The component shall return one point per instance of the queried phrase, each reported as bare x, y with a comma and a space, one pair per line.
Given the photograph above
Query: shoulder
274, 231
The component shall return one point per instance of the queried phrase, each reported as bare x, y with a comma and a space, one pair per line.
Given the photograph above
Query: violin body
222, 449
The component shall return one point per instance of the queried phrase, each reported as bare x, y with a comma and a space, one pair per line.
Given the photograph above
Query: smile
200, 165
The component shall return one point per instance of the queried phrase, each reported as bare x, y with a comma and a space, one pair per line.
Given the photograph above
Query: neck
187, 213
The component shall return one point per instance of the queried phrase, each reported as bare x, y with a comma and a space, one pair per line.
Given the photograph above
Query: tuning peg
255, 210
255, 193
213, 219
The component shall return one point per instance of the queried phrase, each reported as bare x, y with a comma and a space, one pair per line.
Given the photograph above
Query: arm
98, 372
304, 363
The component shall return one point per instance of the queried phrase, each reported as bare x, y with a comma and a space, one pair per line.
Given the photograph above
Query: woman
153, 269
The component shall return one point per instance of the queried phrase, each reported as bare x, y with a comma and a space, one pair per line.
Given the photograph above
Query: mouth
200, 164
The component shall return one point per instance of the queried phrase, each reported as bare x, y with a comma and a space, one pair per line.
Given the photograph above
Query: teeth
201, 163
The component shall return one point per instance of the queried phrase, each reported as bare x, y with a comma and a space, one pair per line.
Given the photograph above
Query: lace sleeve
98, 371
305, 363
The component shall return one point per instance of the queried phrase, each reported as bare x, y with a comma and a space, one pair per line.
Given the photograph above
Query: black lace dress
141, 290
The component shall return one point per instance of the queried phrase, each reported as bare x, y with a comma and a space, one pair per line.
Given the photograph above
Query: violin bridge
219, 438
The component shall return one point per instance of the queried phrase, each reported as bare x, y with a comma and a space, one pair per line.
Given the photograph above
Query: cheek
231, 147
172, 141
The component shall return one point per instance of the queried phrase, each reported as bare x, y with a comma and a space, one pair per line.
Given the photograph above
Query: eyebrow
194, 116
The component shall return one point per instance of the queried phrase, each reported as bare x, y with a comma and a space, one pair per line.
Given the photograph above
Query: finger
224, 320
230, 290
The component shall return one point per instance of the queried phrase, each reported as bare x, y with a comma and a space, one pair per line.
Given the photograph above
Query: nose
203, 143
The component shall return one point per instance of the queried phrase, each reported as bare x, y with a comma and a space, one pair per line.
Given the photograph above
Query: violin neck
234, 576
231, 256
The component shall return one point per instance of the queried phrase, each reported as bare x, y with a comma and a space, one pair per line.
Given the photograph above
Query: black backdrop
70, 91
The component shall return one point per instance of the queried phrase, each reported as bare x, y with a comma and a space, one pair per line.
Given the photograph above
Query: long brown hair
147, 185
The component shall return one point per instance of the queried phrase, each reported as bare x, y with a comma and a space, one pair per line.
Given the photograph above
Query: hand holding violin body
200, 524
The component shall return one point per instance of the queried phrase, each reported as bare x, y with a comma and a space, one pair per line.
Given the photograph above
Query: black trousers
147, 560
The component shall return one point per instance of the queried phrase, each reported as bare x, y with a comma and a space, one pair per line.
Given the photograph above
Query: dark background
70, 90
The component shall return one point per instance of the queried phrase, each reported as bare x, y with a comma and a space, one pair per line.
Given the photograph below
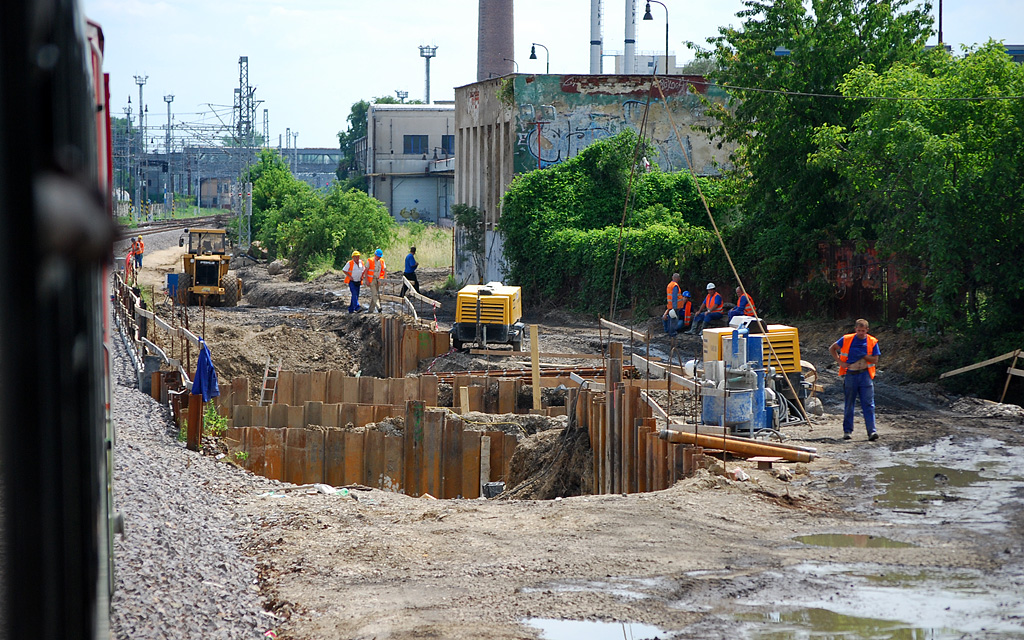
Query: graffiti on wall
558, 117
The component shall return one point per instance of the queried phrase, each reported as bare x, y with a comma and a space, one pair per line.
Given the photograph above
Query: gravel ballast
179, 569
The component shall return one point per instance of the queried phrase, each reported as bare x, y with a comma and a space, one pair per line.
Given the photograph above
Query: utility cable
626, 206
721, 242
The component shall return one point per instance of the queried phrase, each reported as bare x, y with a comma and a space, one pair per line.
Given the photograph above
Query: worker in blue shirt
857, 354
410, 273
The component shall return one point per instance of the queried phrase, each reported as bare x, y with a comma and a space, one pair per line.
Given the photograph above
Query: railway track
160, 226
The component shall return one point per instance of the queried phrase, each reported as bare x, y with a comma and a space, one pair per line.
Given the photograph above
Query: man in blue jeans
857, 354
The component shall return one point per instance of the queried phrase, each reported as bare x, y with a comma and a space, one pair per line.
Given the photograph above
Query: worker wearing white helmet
711, 310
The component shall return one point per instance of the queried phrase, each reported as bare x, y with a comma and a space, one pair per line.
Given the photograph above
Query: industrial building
409, 160
511, 125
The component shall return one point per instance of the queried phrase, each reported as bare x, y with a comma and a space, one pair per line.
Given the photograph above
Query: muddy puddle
852, 540
590, 630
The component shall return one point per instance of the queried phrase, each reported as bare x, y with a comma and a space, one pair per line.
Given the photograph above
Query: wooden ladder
268, 391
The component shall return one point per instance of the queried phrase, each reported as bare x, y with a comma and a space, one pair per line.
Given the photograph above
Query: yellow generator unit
488, 313
784, 340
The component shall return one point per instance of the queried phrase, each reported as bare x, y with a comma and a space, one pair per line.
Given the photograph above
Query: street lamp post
648, 16
532, 55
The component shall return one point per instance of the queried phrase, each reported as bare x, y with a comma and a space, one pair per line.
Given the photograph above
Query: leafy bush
562, 233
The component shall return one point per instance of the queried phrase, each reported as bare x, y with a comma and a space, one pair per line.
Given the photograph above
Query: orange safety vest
844, 352
710, 301
668, 291
372, 269
348, 271
749, 309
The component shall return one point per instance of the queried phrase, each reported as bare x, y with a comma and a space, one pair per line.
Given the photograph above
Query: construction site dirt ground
919, 535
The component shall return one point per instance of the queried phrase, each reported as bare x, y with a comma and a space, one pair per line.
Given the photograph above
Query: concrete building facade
409, 160
511, 125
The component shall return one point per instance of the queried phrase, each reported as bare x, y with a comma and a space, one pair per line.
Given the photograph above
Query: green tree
788, 205
938, 179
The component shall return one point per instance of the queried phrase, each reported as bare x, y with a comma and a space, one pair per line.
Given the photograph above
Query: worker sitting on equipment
711, 310
744, 305
678, 312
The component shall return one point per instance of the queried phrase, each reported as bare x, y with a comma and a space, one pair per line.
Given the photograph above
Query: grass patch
433, 247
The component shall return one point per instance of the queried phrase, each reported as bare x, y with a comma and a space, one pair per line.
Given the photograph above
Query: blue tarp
205, 381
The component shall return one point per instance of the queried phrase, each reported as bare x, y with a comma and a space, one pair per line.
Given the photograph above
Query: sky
310, 59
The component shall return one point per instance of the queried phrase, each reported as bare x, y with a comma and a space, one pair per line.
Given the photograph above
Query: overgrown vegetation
313, 230
561, 226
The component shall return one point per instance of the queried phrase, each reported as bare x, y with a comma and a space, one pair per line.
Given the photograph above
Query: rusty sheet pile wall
434, 455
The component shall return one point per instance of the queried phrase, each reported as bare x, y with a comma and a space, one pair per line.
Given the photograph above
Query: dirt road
915, 536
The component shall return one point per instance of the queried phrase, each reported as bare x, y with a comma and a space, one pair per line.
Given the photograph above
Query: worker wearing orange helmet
354, 271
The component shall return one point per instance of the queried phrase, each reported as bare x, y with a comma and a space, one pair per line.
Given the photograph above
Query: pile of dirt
557, 463
978, 408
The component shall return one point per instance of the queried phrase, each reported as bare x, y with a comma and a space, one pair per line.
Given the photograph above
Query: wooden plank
475, 397
991, 360
315, 456
317, 386
373, 459
365, 414
346, 417
335, 387
334, 458
352, 471
506, 396
442, 342
273, 465
312, 413
433, 425
428, 390
484, 462
295, 455
511, 442
302, 389
350, 390
366, 390
391, 479
331, 415
535, 365
497, 459
256, 446
470, 465
452, 458
554, 356
623, 331
258, 416
413, 448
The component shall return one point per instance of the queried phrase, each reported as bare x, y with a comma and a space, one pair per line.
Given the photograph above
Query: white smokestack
630, 50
---+---
Given exercise. Without the pictures, return the entries exactly as they appear.

Solved problem.
The component shall return one point per instance of the queried phrase, each reported as bare x, y with a comma and a space, one pair per line.
Given the photograph above
Query: shoulder
274, 231
The component shall return one point per instance of the queried phrase, each reported as bare x, y with a comma and a space, one pair per line.
Given the photograph above
Query: violin body
222, 449
The component shall return one point per instance of the queried phrase, each reported as bare x, y with a comma and a space, one pair per line.
Given the photograph above
Query: smile
200, 165
The component shall return one point per instance of the queried phrase, each reported as bare x, y with a comma and a space, one pair per line.
Given the photograph above
Query: neck
187, 213
The component shall return one point per instance of the queried phrase, each reported as bare x, y with a comma and a space, one pair per line.
Given the photograph above
Query: tuning peg
255, 210
255, 193
213, 219
The component shall return one point per instance of the queried phrase, each reported as bare x, y with a comma and a space, one pair per line.
Given the photograph above
Query: arm
98, 372
304, 363
The component shall return one point per instance of the queried phrase, each reported as bare x, y with a comma and a space, one pair per line.
Given the photograph above
Query: woman
153, 269
The component shall return one point per instance of the queried phrase, each reported as bare x, y with a comma and a space, one pair per line.
Given the photograph above
Query: mouth
200, 164
The component shall return one point per instance of the queried phrase, each reported as bare x, y with a comma and a space, one pair per line.
Given the photograph above
Query: teeth
201, 163
The component shall return one point per instance of the queried phrase, each reported as bare x, y with a comma and a space, one pair per line.
Given the photograph above
Query: lace sleeve
98, 371
305, 363
The component shall return one point per instance of the queried phrase, each reported as bare x, y with a comma and a space, one pair per line.
Given the photograph above
Query: black lace dress
141, 290
The component shall return one point per instance of the queried phrase, each reported as bare x, y with a comma and a space, one pair per line.
Given the photograph above
Query: violin bridge
219, 438
The component shall return one point per instance of the queried phrase, each reported as bare x, y with a comma and a space, one pair per line.
Given the photograph above
Query: cheek
231, 147
172, 141
The component shall return one point per instance of the queried phrase, each reported as bare x, y with a comma and a space, one pair per line.
Given the photograph above
Query: eyebrow
194, 116
The component shall return one point per instance of the queried phrase, each reported as bare x, y with a comma and a space, one pair per line.
Given the photograph above
Query: finger
224, 320
230, 290
The component shall return one point per instance of the queried phrase, each reported as bare x, y with a comma and a space, one pair per line.
Given the photograph above
Query: nose
203, 143
The component shall return one point per instance of the queried phrase, each reported as bare x, y with a comma and a space, one pair per line.
Given the photograph above
Query: violin neck
234, 576
231, 256
The component shall return one point per instance of the queried phrase, each reported as bare x, y with a comma and a space, one pair per line.
Given the photograph above
Query: black backdrop
70, 91
The component shall return one point per instance of the queried phrase, each reported as bare x, y with a comma and a space, one pair per line.
Given the photograph above
Query: long brown hair
147, 185
The component shall return one point per instance of the queried phrase, each reported as bare x, y with a comma and a space, one pair per line.
Given the photograph above
Query: hand holding violin body
200, 524
The component shall return one point per instance of the queried phrase, each reported as bare x, y with a comma and a space, one pair per line.
Given the photograph above
Query: black trousers
147, 560
The component shall return one point per instance of the queried phrase, each reported as bare x, y with a comma and a space, one pair per line.
Given the photograph above
Query: dark background
70, 90
The component shall return one point per instance of the queried phrase, each reported as bare x, y with a comma and a space, one pair per line.
Given the photograph below
Query: graffiti on wall
558, 117
The component shall return one point per instance of the queried phrase, each reported as bare x, y with a comma and a space, one pair per line.
Given the photograph above
Query: gravel ballast
179, 569
The component shall return one point per instance of the queried phrase, each reported as bare x, y with a comma and a space, one pair per line.
Given the photograph above
Query: utility cable
626, 206
721, 242
The component shall return one point per instance of the queried phrase, each reported as bare x, y with a comma and a space, one pair per line.
Given the photograph above
Query: worker in blue shirt
857, 354
410, 273
The component shall return one point per instance of the queried phrase, each reported as bare x, y with a comma and a space, one pair per line.
Given the photograph above
Query: railway track
160, 226
The component shall return one point per instance of the queried phrase, each reported as bare x, y with a comma and a space, one pair per line.
Given the photograph above
Query: man in blue jeans
857, 354
The component shall return one point per instance of the queried phrase, each reported as bare x, y with a comma and a space, one pair per line.
Given the photograph above
Query: worker wearing white helmet
711, 310
The component shall return one point per instance of the queried phrase, each reported as bare x, y with a comma and a space, one pair per line.
Given the photograph above
Query: industrial building
409, 160
511, 125
The component shall return one point per instance of the queried phrase, each reported as bare x, y with a comma and a space, one pair per line.
Given the photograph above
Query: muddy puddle
852, 540
590, 630
The component shall return one point per instance of the queried phrase, each reported as bare x, y with a comma and a space, one pair per line.
Given the photograph above
Query: wooden ladder
268, 391
The component shall return one point per instance of the queried phrase, each reported as bare x, y with a comma and a space, one pair per line.
Given the photograph above
Query: yellow generator unit
488, 313
784, 340
The component shall return one point per instance of the queried phrase, each reported as bare x, y with a comma and a space, one pair per line.
Given the photograph above
Query: street lamp post
648, 16
532, 55
The component shall return one point per instance of the queried phrase, each reported as bare x, y with a comma and a space, one pair per line.
Given the photograph above
Query: leafy bush
562, 233
The component shall return one point per instance of the queried phrase, each reported as bare x, y with a comma and a space, one pair per line.
Given the photograph above
Query: orange safety vest
844, 352
710, 301
668, 291
372, 269
348, 271
749, 309
The component shall return one point per instance of the queried phrase, each reported as bare x, y with a comma and a space, one pair per line.
Given the photograph above
Query: construction site dirt ground
919, 535
The component shall return one point per instance of the queried phrase, each reported as bare x, y with a comma and a space, one pair per line.
Given the photograph above
Query: concrete building facade
409, 160
511, 125
The component shall return one point per instance of the queried phrase, each reported as bare x, y with a comma and a space, one pair per line.
Given the photograph above
Query: green tree
788, 205
938, 179
The component shall return one point per instance of the queried phrase, each reported as bare x, y with a comma and a space, one pair per line.
Given the photograph above
Query: worker sitting on equipment
711, 310
744, 305
678, 312
The component shall return one point per instance of the queried phrase, each reported as bare x, y with a comma and a space, one pair per line.
Given the photograph above
Query: grass patch
433, 247
The component shall return one point per instance of the queried phrase, each reported as bare x, y with a comma and a space, one pair per line.
Given the photograph above
Query: blue tarp
205, 381
The component shall return one point per instance of the queried phrase, each reported as bare x, y with a comma and a space, one pair per line.
Given the photograph above
Query: sky
310, 59
The component shall return one point per instance of the queried phrase, each reported as bare x, y with a comma and a space, one pair per line.
Given the photograph above
Query: overgrown vegetation
313, 230
561, 226
The component shall return one point per instance of the queried phrase, each reported as bare x, y with a comma and a space, one pair per line.
Given the photograph above
Query: rusty sheet pile wall
434, 455
The component shall return one point per instance of the queried phrase, each reported as bare x, y with a comma and a space, one pair per line.
Given the photograph above
Query: dirt road
915, 536
The component shall return one point per instance of the queried phrase, each reported as bare x, y with a comma and a space, one pair per line.
Given the photograph above
Query: worker wearing orange helmet
354, 271
The component shall return one point per instance of the queried phrase, each reported as bare x, y with a comma and a space, one pair per line.
Given the photograph above
Query: pile of dirt
557, 463
978, 408
The component shall return one point per instance of the queried phrase, each reported as bare x, y with a comma and a space, one pair per line.
Given the photograph above
Query: wooden plank
475, 397
991, 360
315, 456
317, 386
373, 459
365, 414
346, 417
335, 387
334, 458
352, 471
506, 396
442, 342
273, 465
312, 413
433, 425
428, 390
484, 462
295, 455
511, 442
302, 389
350, 390
366, 390
391, 479
331, 415
535, 365
497, 459
256, 446
470, 465
452, 458
554, 356
623, 331
258, 416
413, 448
The component shall return one point per instance of the queried phrase, each reported as bare x, y with a comma and a space, one pair per line.
Given the photograph above
Query: white smokestack
630, 50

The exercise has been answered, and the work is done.